Data entries:
*****

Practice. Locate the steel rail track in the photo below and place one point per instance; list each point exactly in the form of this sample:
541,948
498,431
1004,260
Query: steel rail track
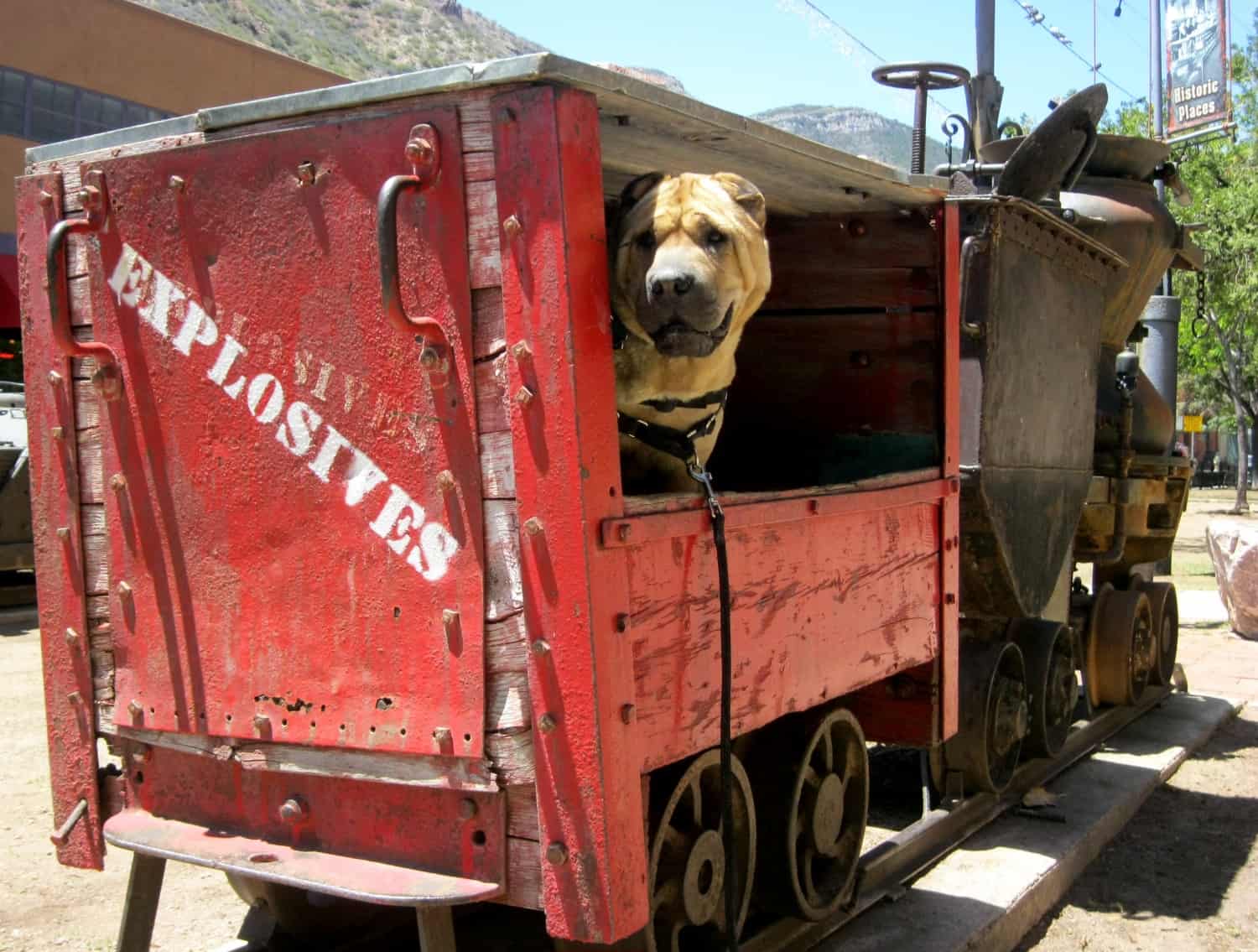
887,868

*****

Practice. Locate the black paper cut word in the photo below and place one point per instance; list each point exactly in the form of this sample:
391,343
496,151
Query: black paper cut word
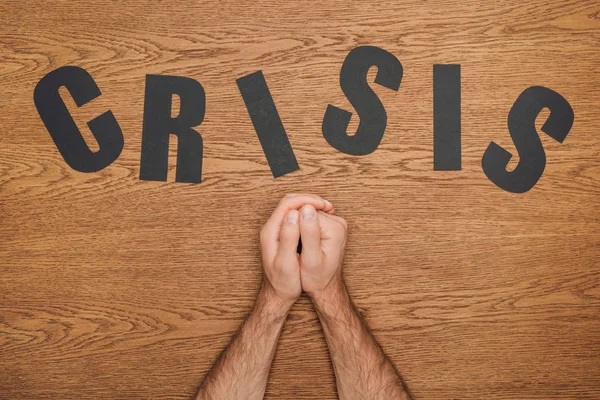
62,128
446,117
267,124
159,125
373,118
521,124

*****

Objective: Gather every line of the listing above that contains the exact string "exactly". Case counts.

Response:
Practice. Locate the steel rail track in the photo below and place one point per instance; list each point exactly in the form of this sample:
Practice. Locate the black paper cut word in the photo below and place one point per instance; list each point exactly in the form of this sample:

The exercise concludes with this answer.